◆ Written request ◆
Output every line below without omitting or altering anything.

◆ Extracted material ◆
╭──

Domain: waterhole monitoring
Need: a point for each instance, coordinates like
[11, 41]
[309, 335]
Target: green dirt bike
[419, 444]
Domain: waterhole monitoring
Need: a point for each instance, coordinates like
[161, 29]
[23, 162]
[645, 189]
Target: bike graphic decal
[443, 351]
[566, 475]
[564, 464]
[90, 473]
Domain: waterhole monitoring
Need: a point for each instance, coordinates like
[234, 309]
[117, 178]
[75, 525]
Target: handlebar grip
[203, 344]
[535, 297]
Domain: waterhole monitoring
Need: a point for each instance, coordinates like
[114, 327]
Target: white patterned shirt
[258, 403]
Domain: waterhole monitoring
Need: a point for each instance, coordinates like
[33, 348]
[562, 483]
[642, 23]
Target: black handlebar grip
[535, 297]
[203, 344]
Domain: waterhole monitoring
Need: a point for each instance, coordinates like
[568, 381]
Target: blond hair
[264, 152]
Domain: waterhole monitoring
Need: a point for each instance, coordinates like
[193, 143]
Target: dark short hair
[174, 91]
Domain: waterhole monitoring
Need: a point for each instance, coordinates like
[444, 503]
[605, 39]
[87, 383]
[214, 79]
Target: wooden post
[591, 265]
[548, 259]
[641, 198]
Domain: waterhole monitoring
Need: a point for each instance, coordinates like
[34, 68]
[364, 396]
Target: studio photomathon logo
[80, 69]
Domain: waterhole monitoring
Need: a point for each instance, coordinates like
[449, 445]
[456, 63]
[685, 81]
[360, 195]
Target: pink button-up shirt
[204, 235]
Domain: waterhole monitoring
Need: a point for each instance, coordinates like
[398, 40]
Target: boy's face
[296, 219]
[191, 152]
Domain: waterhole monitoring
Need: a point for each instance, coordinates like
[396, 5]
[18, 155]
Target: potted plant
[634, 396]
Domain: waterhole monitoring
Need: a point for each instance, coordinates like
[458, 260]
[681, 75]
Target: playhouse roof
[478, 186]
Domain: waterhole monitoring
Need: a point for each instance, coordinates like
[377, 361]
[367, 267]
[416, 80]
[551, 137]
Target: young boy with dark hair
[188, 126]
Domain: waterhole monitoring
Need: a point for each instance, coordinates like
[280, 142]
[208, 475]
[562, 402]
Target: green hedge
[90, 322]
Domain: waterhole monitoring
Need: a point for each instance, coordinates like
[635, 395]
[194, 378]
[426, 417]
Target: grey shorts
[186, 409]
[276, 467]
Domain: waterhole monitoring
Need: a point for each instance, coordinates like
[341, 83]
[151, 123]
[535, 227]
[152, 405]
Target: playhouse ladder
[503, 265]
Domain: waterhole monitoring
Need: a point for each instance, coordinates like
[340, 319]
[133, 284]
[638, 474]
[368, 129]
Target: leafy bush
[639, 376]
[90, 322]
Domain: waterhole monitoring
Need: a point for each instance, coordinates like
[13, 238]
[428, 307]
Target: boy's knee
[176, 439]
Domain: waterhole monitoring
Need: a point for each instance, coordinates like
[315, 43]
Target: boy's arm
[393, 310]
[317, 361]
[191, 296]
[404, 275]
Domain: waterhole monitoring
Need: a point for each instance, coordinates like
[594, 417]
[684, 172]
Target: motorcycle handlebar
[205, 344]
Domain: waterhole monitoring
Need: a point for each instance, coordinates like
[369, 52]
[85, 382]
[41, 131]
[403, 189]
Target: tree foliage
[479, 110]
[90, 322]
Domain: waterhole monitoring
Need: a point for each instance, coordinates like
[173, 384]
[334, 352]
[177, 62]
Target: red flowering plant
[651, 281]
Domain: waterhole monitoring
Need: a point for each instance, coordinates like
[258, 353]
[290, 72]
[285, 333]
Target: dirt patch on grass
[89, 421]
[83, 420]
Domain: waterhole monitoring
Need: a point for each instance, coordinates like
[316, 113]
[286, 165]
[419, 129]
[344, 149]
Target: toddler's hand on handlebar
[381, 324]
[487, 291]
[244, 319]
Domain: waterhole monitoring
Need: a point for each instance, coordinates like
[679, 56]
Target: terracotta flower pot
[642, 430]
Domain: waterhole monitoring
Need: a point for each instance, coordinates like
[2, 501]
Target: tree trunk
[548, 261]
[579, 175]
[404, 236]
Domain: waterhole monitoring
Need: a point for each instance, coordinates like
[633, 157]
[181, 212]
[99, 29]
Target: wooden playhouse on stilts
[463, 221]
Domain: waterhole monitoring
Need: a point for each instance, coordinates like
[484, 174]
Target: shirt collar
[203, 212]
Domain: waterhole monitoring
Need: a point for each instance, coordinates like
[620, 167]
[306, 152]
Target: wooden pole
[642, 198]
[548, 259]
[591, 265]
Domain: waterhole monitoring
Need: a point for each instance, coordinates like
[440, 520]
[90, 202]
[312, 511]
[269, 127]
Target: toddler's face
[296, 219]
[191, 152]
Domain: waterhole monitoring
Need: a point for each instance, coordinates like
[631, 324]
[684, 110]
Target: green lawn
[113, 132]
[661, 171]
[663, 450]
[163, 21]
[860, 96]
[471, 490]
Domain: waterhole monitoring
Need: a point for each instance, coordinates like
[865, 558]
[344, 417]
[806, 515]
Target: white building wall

╰──

◆ Expected output ◆
Domain: waterhole monitoring
Need: a point for each instance, coordinates like
[11, 41]
[309, 335]
Target: green dirt bike
[419, 444]
Domain: waterhole monitoring
Need: a point for each instance, coordinates like
[161, 29]
[23, 162]
[645, 189]
Target: bike graphic decal
[443, 351]
[566, 475]
[564, 464]
[90, 473]
Domain: waterhole monitoring
Need: a point for each instance, coordinates like
[234, 309]
[117, 178]
[75, 525]
Target: handlebar grip
[203, 344]
[535, 297]
Domain: waterhole monitoring
Need: a point for each instance, coordinates like
[114, 327]
Target: white patterned shirt
[258, 403]
Domain: waterhole monitoring
Need: a point for each instance, coordinates like
[33, 348]
[562, 483]
[642, 23]
Target: black handlebar grip
[535, 297]
[203, 344]
Domain: waterhole monitoring
Need: a point for each instance, coordinates like
[568, 381]
Target: blond hair
[264, 152]
Domain: waterhole monitoring
Need: a point for each instance, coordinates like
[193, 143]
Target: dark short hair
[174, 91]
Domain: waterhole monitoring
Need: a point for each instance, coordinates like
[444, 503]
[605, 39]
[87, 383]
[214, 79]
Target: wooden post
[591, 265]
[548, 259]
[641, 198]
Domain: waterhole monitoring
Need: a point for each instance, coordinates like
[34, 68]
[364, 396]
Target: studio photomathon logo
[80, 69]
Domain: waterhole monitoring
Need: a point for each instance, coordinates like
[449, 445]
[456, 63]
[685, 81]
[360, 195]
Target: pink button-up shirt
[204, 235]
Domain: waterhole monitoring
Need: a point for each instance, coordinates like
[398, 40]
Target: boy's face
[296, 219]
[191, 152]
Domain: waterhole monitoring
Need: a point for each instance, coordinates like
[396, 5]
[18, 155]
Target: potted plant
[634, 396]
Domain: waterhole monitoring
Need: a point for each instance, coordinates like
[458, 260]
[681, 75]
Target: playhouse roof
[478, 186]
Domain: waterhole monitoring
Need: a point for each instance, coordinates like
[377, 361]
[367, 267]
[416, 80]
[551, 137]
Target: young boy with dark hair
[188, 126]
Domain: waterhole monitoring
Need: a point for each instance, coordinates like
[280, 142]
[208, 475]
[562, 402]
Target: green hedge
[90, 322]
Domain: waterhole monitoring
Need: a point for each instance, coordinates like
[635, 395]
[194, 378]
[426, 417]
Target: grey shorts
[186, 409]
[276, 467]
Domain: waterhole monitoring
Need: a point for each instance, coordinates like
[341, 83]
[151, 123]
[535, 227]
[152, 405]
Target: playhouse ladder
[503, 265]
Domain: waterhole monitoring
Need: a point for each instance, coordinates like
[340, 319]
[133, 284]
[638, 474]
[368, 129]
Target: leafy bush
[639, 376]
[90, 322]
Domain: waterhole monitoring
Need: a point for each instance, coordinates like
[13, 238]
[428, 307]
Target: boy's knee
[176, 439]
Domain: waterhole monitoring
Need: a point for each instance, coordinates like
[315, 43]
Target: boy's arm
[393, 310]
[317, 361]
[191, 296]
[404, 275]
Domain: waterhole monitoring
Need: a point for each instance, coordinates like
[594, 417]
[684, 172]
Target: motorcycle handlebar
[205, 344]
Domain: waterhole monitoring
Need: a point for each instance, coordinates like
[369, 52]
[85, 382]
[41, 131]
[403, 189]
Target: tree foliage
[479, 110]
[90, 322]
Domain: waterhole monitoring
Need: a point for each instance, coordinates like
[173, 384]
[334, 352]
[177, 62]
Target: red flowering plant
[651, 281]
Domain: waterhole monitoring
Need: a point for each instance, coordinates like
[258, 353]
[290, 72]
[285, 333]
Target: dirt patch on grass
[89, 421]
[83, 420]
Domain: waterhole monitoring
Need: a point for each instance, coordinates like
[316, 113]
[286, 165]
[419, 129]
[344, 149]
Target: toddler's hand on handlebar
[381, 324]
[487, 291]
[244, 319]
Domain: waterhole monitoring
Need: a point for each instance, coordinates like
[679, 56]
Target: terracotta flower pot
[642, 430]
Domain: waterhole monitoring
Need: a point for each instance, coordinates like
[2, 501]
Target: tree trunk
[548, 261]
[579, 175]
[404, 236]
Domain: waterhole monitoring
Need: a point for each instance, coordinates like
[633, 157]
[181, 212]
[99, 29]
Target: wooden playhouse on stilts
[463, 221]
Domain: waterhole monitoring
Need: a point for each instance, coordinates like
[484, 174]
Target: shirt collar
[203, 212]
Domain: waterhole monitoring
Need: a point for each instance, coordinates like
[620, 167]
[306, 152]
Target: wooden pole
[642, 198]
[548, 259]
[591, 265]
Domain: waterhole monitoring
Need: a point for each instance, coordinates like
[440, 520]
[90, 202]
[312, 511]
[269, 127]
Target: toddler's face
[296, 219]
[191, 152]
Domain: waterhole monitoring
Need: a point for each instance, coordinates like
[631, 324]
[684, 110]
Target: green lawn
[113, 132]
[661, 171]
[663, 450]
[163, 21]
[860, 96]
[471, 490]
Domain: waterhole monitoring
Need: a point for each instance, coordinates like
[865, 558]
[344, 417]
[806, 515]
Target: white building wall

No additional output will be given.